Il titolo dell’indagine è brutale (“Il costo dei figli”): il report FragilItalia di Legacoop e Ipsos rivela che i figli assorbono un terzo della spesa media mensile familiare, con il budget domestico che si assottiglia per garantire loro abbigliamento e calzature, libri scolastici, attività sportiva e pasti fuori casa. E addirittura per un terzo delle famiglie la spesa per i figli rappresenta tra il 40% e il 70% del bilancio familiare. La conseguenza è che i genitori, 6 su 10, rinunciano a fare acquisti per se stessi, ad una cena al ristorante o alla vacanza. Mentre 3 su 10 impongono ai loro stessi figli di risparmiare sugli acquisti di abbigliamento, per un un nuovo smartphone o per le uscite con gli amici.
Un argomento, finora, frequentemente divisivo specie nell’ambito del dibattito politico, quello della famiglia. Affrontato spesso dal punto di vista etico e morale, dei legittimi diritti, oppure suggerendo o persino prescrivendo come dovrebbero essere le famiglie.

• _RECORD MOSTRATI_

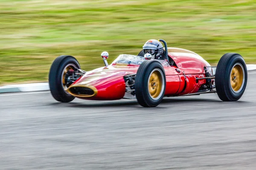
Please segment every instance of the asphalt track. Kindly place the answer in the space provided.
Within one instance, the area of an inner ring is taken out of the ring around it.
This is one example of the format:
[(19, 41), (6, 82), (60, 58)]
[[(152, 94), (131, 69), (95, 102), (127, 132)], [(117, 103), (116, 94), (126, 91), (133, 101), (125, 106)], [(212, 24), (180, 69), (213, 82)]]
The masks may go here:
[(255, 170), (256, 74), (244, 96), (56, 102), (0, 94), (0, 170)]

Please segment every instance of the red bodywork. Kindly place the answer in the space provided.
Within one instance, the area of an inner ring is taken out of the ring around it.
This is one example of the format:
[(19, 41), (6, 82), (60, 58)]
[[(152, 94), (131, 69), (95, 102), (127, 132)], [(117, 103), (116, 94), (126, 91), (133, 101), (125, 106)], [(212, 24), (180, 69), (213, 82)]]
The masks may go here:
[[(196, 80), (204, 77), (205, 66), (210, 65), (201, 57), (193, 52), (177, 48), (168, 48), (169, 57), (175, 62), (176, 66), (162, 63), (166, 76), (166, 96), (180, 96), (196, 93), (205, 79)], [(95, 93), (90, 96), (71, 94), (76, 97), (91, 100), (116, 100), (122, 99), (125, 94), (124, 76), (136, 73), (138, 65), (113, 63), (107, 67), (87, 71), (82, 77), (72, 85), (73, 87), (85, 87), (93, 90)], [(177, 71), (178, 68), (181, 71)], [(211, 68), (208, 71), (212, 71)], [(147, 88), (147, 87), (145, 87)]]

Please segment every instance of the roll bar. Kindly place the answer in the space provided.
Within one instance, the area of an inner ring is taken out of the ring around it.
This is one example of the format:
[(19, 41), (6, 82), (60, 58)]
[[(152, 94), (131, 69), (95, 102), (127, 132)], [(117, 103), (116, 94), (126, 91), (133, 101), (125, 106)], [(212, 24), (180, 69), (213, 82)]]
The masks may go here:
[(158, 40), (158, 41), (163, 42), (163, 44), (164, 45), (164, 48), (165, 49), (166, 57), (167, 57), (167, 60), (168, 60), (168, 61), (169, 62), (169, 58), (168, 58), (168, 51), (167, 49), (167, 44), (166, 43), (166, 42), (163, 39), (159, 39)]

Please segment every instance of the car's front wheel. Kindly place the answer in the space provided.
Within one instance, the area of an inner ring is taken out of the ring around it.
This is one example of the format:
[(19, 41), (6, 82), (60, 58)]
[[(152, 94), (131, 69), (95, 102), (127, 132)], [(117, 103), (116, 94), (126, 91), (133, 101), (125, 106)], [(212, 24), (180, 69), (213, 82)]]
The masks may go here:
[(165, 73), (161, 63), (157, 60), (145, 60), (136, 74), (135, 94), (139, 104), (153, 107), (161, 102), (165, 92)]
[(49, 75), (49, 86), (52, 95), (56, 100), (67, 102), (75, 99), (65, 91), (68, 87), (65, 78), (76, 68), (80, 68), (79, 63), (75, 57), (68, 55), (57, 57), (52, 64)]

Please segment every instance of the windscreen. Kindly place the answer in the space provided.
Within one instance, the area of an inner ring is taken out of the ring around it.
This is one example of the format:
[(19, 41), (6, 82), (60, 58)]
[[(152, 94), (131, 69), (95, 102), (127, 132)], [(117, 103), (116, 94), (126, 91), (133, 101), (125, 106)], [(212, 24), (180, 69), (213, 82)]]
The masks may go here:
[(145, 59), (143, 57), (131, 54), (121, 54), (113, 62), (113, 63), (124, 63), (140, 65)]

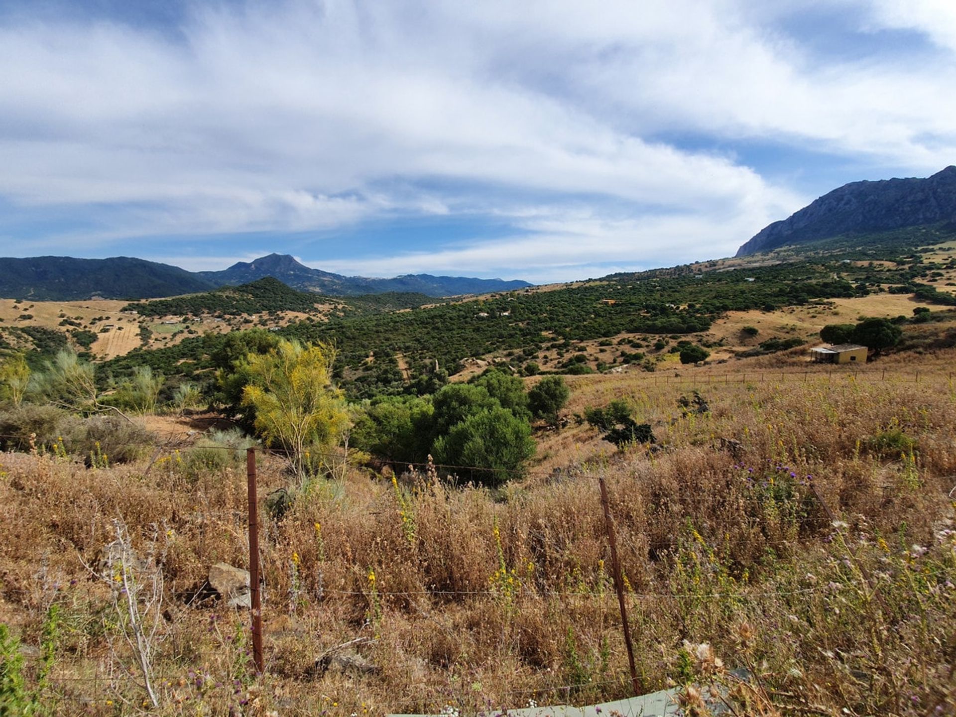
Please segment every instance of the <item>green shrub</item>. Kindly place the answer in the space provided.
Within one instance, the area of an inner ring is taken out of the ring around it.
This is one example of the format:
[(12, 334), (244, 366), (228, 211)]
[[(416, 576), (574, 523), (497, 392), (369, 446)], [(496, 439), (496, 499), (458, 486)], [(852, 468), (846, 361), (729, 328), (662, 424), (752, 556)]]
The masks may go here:
[(916, 441), (900, 428), (892, 427), (866, 439), (866, 447), (885, 458), (899, 458), (916, 448)]
[(571, 398), (571, 389), (560, 376), (546, 376), (528, 392), (528, 407), (534, 418), (557, 423), (557, 414)]
[(484, 486), (499, 486), (521, 477), (534, 455), (531, 425), (505, 408), (483, 410), (467, 418), (435, 441), (436, 463), (465, 466), (458, 475)]
[(154, 435), (140, 424), (114, 414), (69, 418), (62, 425), (68, 452), (84, 458), (105, 455), (108, 462), (130, 463), (143, 457), (154, 444)]
[(488, 395), (496, 399), (502, 408), (507, 408), (515, 417), (530, 421), (532, 414), (528, 410), (528, 394), (525, 392), (525, 382), (517, 376), (504, 371), (490, 369), (471, 379), (468, 383), (482, 386)]
[(681, 348), (681, 363), (700, 363), (706, 360), (710, 352), (703, 346), (683, 346)]
[(246, 461), (246, 449), (257, 445), (240, 428), (213, 429), (185, 452), (186, 475), (195, 477), (204, 470), (241, 467)]
[(31, 434), (37, 446), (53, 445), (69, 419), (66, 411), (52, 405), (22, 403), (0, 412), (0, 446), (4, 450), (30, 450)]

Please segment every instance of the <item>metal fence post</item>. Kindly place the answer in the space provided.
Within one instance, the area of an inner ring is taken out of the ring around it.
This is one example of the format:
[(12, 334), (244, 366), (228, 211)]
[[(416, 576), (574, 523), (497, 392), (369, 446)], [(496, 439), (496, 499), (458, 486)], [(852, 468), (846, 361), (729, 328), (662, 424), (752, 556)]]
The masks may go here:
[(634, 645), (631, 643), (631, 624), (627, 620), (627, 605), (624, 604), (624, 580), (620, 575), (620, 562), (618, 560), (618, 541), (614, 536), (614, 523), (611, 521), (611, 509), (607, 501), (607, 487), (604, 476), (598, 476), (600, 484), (600, 503), (604, 509), (604, 525), (607, 528), (607, 541), (611, 545), (611, 568), (614, 571), (614, 586), (618, 590), (618, 604), (620, 606), (620, 621), (624, 628), (624, 644), (627, 646), (627, 661), (631, 665), (631, 686), (634, 695), (641, 694), (638, 684), (638, 670), (634, 665)]
[(252, 594), (252, 661), (255, 671), (265, 671), (262, 659), (262, 602), (259, 595), (259, 507), (255, 495), (255, 448), (246, 449), (249, 478), (249, 576)]

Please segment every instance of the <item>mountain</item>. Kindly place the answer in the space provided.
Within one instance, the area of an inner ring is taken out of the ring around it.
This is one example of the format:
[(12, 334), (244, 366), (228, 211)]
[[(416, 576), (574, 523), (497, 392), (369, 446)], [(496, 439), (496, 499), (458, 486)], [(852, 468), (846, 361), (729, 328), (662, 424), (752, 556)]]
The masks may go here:
[(222, 272), (186, 272), (168, 264), (116, 256), (0, 258), (0, 296), (34, 301), (89, 298), (158, 298), (249, 284), (267, 276), (303, 292), (330, 296), (412, 292), (428, 296), (507, 292), (532, 286), (527, 281), (414, 274), (391, 279), (342, 276), (299, 264), (288, 254), (241, 261)]
[(214, 284), (185, 269), (129, 256), (0, 259), (0, 296), (11, 298), (34, 301), (151, 298), (214, 288)]
[(885, 231), (956, 219), (956, 166), (925, 179), (852, 182), (781, 222), (765, 227), (737, 256), (841, 235)]
[(272, 276), (263, 276), (240, 286), (225, 286), (189, 296), (154, 299), (127, 304), (123, 311), (141, 316), (168, 316), (174, 314), (215, 314), (236, 316), (272, 311), (311, 312), (321, 300), (311, 292), (296, 292)]
[(251, 262), (241, 261), (222, 272), (201, 272), (200, 275), (217, 286), (248, 284), (264, 276), (273, 276), (293, 289), (330, 296), (357, 296), (363, 293), (414, 292), (428, 296), (454, 296), (461, 293), (509, 292), (532, 286), (527, 281), (475, 279), (466, 276), (407, 274), (390, 279), (342, 276), (319, 269), (310, 269), (289, 254), (269, 254)]

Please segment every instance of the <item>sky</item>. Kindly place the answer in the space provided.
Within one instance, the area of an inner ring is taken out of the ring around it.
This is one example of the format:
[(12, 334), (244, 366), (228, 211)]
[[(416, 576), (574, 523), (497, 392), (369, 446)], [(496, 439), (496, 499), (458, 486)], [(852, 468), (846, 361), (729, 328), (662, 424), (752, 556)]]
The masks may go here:
[(534, 283), (956, 163), (953, 0), (0, 0), (0, 256)]

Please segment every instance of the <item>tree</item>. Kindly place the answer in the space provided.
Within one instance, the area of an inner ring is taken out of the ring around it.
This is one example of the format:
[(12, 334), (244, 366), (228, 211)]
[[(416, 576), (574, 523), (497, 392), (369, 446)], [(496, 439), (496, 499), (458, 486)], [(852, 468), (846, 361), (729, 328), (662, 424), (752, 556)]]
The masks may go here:
[(36, 377), (37, 392), (50, 403), (74, 411), (106, 408), (99, 402), (93, 364), (79, 360), (73, 351), (61, 351)]
[(142, 414), (156, 411), (156, 401), (163, 388), (163, 374), (153, 373), (149, 366), (135, 366), (133, 375), (120, 384), (111, 397), (124, 408)]
[[(356, 411), (353, 445), (389, 461), (423, 463), (431, 448), (432, 404), (417, 396), (381, 396)], [(423, 429), (424, 426), (424, 429)]]
[(700, 363), (706, 360), (710, 352), (703, 346), (684, 346), (681, 348), (681, 363)]
[(652, 444), (654, 433), (649, 424), (634, 420), (631, 406), (623, 401), (612, 401), (603, 408), (588, 406), (584, 419), (599, 430), (602, 438), (618, 447), (627, 444)]
[(23, 402), (27, 385), (30, 383), (30, 366), (23, 354), (7, 357), (0, 363), (0, 398), (9, 400), (18, 406)]
[(886, 318), (865, 318), (853, 330), (852, 340), (879, 354), (902, 338), (902, 329)]
[(435, 441), (432, 453), (437, 463), (469, 467), (456, 472), (494, 487), (520, 476), (534, 447), (531, 425), (511, 411), (495, 407), (454, 425)]
[(255, 428), (289, 451), (296, 475), (306, 477), (306, 449), (336, 445), (348, 427), (341, 392), (332, 385), (336, 350), (280, 339), (265, 354), (237, 364), (250, 379), (242, 404), (255, 410)]
[(525, 382), (517, 376), (491, 369), (472, 379), (468, 383), (482, 386), (488, 391), (489, 396), (498, 400), (502, 408), (507, 408), (515, 417), (531, 421), (532, 412), (528, 410), (528, 394), (525, 392)]
[(856, 328), (853, 324), (827, 324), (820, 329), (820, 338), (830, 344), (849, 343)]
[(571, 398), (571, 389), (560, 376), (546, 376), (528, 392), (528, 407), (534, 418), (557, 423), (557, 414)]
[(449, 383), (432, 398), (435, 412), (432, 415), (432, 437), (444, 436), (452, 426), (480, 411), (500, 408), (497, 399), (491, 398), (484, 386), (471, 383)]

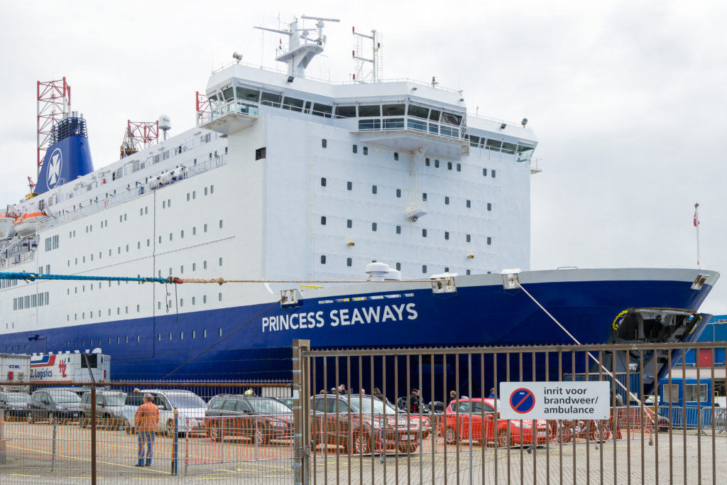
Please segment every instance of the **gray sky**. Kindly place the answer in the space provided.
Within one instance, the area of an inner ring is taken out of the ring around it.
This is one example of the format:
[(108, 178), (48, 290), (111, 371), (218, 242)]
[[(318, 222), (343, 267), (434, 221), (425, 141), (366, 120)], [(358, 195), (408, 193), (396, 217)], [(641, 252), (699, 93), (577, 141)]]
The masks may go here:
[[(545, 167), (532, 177), (531, 269), (694, 267), (696, 201), (702, 265), (726, 268), (723, 2), (106, 3), (3, 6), (3, 204), (35, 179), (36, 81), (67, 77), (99, 167), (118, 159), (129, 119), (191, 127), (195, 91), (233, 51), (275, 66), (279, 36), (252, 26), (307, 14), (341, 19), (311, 76), (347, 80), (351, 26), (375, 28), (385, 79), (436, 76), (471, 112), (528, 118)], [(703, 310), (727, 313), (725, 279)]]

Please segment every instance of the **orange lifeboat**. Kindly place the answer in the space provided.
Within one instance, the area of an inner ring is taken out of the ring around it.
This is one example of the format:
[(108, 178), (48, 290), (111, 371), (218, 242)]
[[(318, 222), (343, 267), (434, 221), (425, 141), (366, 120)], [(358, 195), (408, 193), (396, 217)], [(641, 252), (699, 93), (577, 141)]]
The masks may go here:
[(15, 217), (13, 227), (20, 237), (32, 236), (48, 220), (48, 216), (43, 212), (25, 212)]
[(13, 217), (0, 215), (0, 241), (9, 239), (15, 235), (14, 223), (15, 219)]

• _CONSEGNA A_
Rispondi a queste domande sul testo di partenza:
(i) Quale parte della spesa media mensile delle famiglie va ai figli?
(ii) Quanti genitori su 10 rinunciano a fare acquisti per sé, a una cena al ristorante o alla vacanza?
(iii) Da quale punto di vista è stato affrontato spesso il tema della famiglia?
• _CONSEGNA B_
Riscrivi i record dalla riga con "Please segment every instance of the **gray" fino alla fine dei record. Sostituisci "inner ring" con "inner loop" e lascia tutto il resto invariato.

• _RISPOSTA COMPLETA A_
(i) Un terzo.
(ii) 6 su 10.
(iii) Dal punto di vista etico e morale e da quello dei legittimi diritti.

• _RISPOSTA COMPLETA B_
Please segment every instance of the **gray sky**. Kindly place the answer in the space provided.
Within one instance, the area of an inner loop is taken out of the ring around it.
This is one example of the format:
[(108, 178), (48, 290), (111, 371), (218, 242)]
[[(318, 222), (343, 267), (434, 221), (425, 141), (366, 120)], [(358, 195), (408, 193), (396, 217)], [(641, 252), (699, 93), (577, 141)]]
The masks may go here:
[[(545, 167), (532, 177), (531, 269), (694, 267), (696, 201), (702, 265), (726, 268), (723, 2), (106, 3), (3, 6), (3, 204), (35, 179), (36, 81), (67, 77), (99, 167), (118, 159), (129, 119), (191, 127), (195, 91), (233, 51), (275, 66), (279, 36), (252, 26), (307, 14), (341, 19), (311, 76), (347, 80), (351, 26), (375, 28), (385, 79), (436, 76), (471, 112), (528, 118)], [(703, 310), (727, 313), (725, 279)]]

Please segment every instance of the **orange lifeboat**. Kindly place the answer in the space provided.
Within one instance, the area of an inner loop is taken out of the ring around it.
This is one example of the format:
[(108, 178), (48, 290), (111, 371), (218, 242)]
[[(318, 222), (343, 267), (434, 221), (425, 141), (366, 120)], [(358, 195), (408, 193), (396, 217)], [(641, 252), (699, 93), (577, 141)]]
The masks may go here:
[(15, 217), (13, 227), (20, 237), (32, 236), (48, 220), (48, 216), (43, 212), (25, 212)]
[(13, 217), (0, 215), (0, 241), (9, 239), (15, 235), (14, 223), (15, 219)]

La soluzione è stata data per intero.